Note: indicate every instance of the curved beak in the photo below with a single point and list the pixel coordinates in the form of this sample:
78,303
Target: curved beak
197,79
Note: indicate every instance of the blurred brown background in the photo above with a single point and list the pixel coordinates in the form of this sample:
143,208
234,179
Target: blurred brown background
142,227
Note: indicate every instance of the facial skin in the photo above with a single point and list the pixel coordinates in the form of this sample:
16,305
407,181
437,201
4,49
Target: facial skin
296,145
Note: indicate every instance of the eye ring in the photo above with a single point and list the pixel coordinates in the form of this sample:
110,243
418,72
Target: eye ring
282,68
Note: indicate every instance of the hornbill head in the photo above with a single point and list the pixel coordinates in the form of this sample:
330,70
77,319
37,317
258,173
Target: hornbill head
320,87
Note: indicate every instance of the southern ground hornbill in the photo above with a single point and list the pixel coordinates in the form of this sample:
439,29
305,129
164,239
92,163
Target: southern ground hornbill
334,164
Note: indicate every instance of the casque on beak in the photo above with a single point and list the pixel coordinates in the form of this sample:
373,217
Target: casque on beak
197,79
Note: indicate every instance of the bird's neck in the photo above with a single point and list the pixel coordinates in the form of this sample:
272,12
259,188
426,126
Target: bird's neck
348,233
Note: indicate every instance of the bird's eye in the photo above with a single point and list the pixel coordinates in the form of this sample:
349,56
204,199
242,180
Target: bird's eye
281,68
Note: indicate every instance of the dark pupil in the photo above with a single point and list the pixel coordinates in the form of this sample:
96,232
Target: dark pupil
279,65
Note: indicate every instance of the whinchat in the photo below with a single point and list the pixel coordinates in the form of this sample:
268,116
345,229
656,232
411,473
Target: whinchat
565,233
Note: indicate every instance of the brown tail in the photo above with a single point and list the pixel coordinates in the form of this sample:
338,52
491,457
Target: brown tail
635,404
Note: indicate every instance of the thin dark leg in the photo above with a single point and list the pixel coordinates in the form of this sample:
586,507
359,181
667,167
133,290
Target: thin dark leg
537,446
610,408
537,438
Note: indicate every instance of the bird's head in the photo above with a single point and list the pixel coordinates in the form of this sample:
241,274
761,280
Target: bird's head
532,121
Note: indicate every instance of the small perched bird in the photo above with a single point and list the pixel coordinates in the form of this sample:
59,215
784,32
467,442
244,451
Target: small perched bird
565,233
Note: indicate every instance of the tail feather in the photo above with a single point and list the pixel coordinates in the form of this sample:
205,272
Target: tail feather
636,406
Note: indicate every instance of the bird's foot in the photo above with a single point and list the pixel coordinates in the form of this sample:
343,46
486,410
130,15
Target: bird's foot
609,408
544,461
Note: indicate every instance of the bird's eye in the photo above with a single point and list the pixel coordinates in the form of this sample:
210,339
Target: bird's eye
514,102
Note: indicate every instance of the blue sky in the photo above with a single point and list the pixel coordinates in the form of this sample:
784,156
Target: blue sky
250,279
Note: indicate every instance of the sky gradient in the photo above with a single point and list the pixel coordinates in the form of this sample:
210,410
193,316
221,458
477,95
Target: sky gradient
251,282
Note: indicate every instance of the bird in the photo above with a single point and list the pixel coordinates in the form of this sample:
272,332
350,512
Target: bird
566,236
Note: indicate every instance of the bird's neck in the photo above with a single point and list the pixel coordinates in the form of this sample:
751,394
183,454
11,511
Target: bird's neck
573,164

^^^^

What the task requires
Copy out all of the data above line for line, keeping every word and number unchanged.

Task response
Note: indicate every instance of the curved beak in the photo below with a single point and list the pixel coordinates in the form of this sample:
78,303
Target: curved beak
197,79
Note: indicate every instance of the blurred brown background in the photo above with a single point and list the pixel coordinates in the form of this sample:
143,208
234,179
Target: blurred brown background
142,227
Note: indicate every instance of the facial skin in the photo above with a single point and list the pixel coordinates in the form of this sample:
16,305
407,181
437,201
4,49
Target: facial skin
296,145
Note: indicate every instance of the eye ring in the photo above with a single point and list the pixel coordinates in the form of this sample:
110,243
418,72
Target: eye ring
282,68
Note: indicate every instance of the hornbill head in the photo above with a single point and list the pixel coordinates in the form of this sample:
330,70
77,319
37,317
258,173
Target: hornbill head
320,87
Note: indicate every instance of the southern ground hornbill in the photo above with a single point and list the pixel coordinates in the form of this sample:
439,29
305,129
164,239
92,163
Target: southern ground hornbill
334,164
Note: indicate every instance of the casque on beak in the photo above with a single point and list the pixel coordinates in the form of this sample:
373,217
Target: casque on beak
197,79
Note: indicate every instance of the bird's neck in the photo above with a single point and list the pixel coordinates in the form of this sample:
272,12
259,188
426,126
Target: bird's neck
348,233
Note: indicate every instance of the bird's eye in the photo above with a single point and list the pixel coordinates in the form of this sample:
349,56
204,199
242,180
Target: bird's eye
281,68
Note: indicate every instance of the dark pupil in the photo above with a single point and list the pixel coordinates in the form of this sample:
96,232
Target: dark pupil
279,65
Note: indicate every instance of the whinchat in the photo below with a single point and list the pixel coordinates in the form of this sample:
268,116
345,229
656,232
411,473
Target: whinchat
565,233
Note: indicate every instance of the brown tail in the photo above with a single point and list the pixel coordinates in the form of this sample:
338,52
491,457
Target: brown tail
635,404
Note: indicate every instance of the thin dark leg in the photo above with a single point and list the pixel coordinates in the form of this sample:
586,507
359,181
667,167
133,290
Target: thin dark leg
537,446
610,408
537,438
Note: indicate every instance of the bird's head in the photo above with a single point and list the pixel coordinates in the form of this sample:
241,274
761,280
Target: bird's head
532,121
Note: indicate every instance of the small perched bird in the photo above with a single point and list the pixel coordinates in the form of this sample:
59,215
784,32
467,442
244,451
Target: small perched bird
565,233
Note: indicate every instance of the tail feather in the photo above with a single point and list the pixel coordinates in the form of this sample:
205,272
Target: tail feather
636,406
Note: indicate every instance of the bird's foot in the photo above with a single point and list the pixel coordinates in the form of this sample:
343,46
486,410
130,15
Target: bird's foot
609,408
544,461
Note: indicate every instance of the bird's eye in the photo above with a single point and list the pixel coordinates in the form of this sample:
210,339
Target: bird's eye
514,102
Note: indicate every instance of the blue sky in the photo above with a single point and list the pixel coordinates in the form of this sample:
784,156
Target: blue sky
250,279
Note: indicate every instance of the sky gradient in the photo above with a single point and list the pixel coordinates in the form of this sample:
210,410
193,316
221,458
477,95
Target: sky gradient
251,282
Note: indicate every instance of the bird in the photo above with a single point and list the pixel coordinates in the form of this sample:
272,332
350,512
Target: bird
566,236
Note: indicate every instance of the bird's neck in the photo above with a single point and list the pixel coordinates in the form of this sample:
751,394
183,454
11,511
Target: bird's neck
573,164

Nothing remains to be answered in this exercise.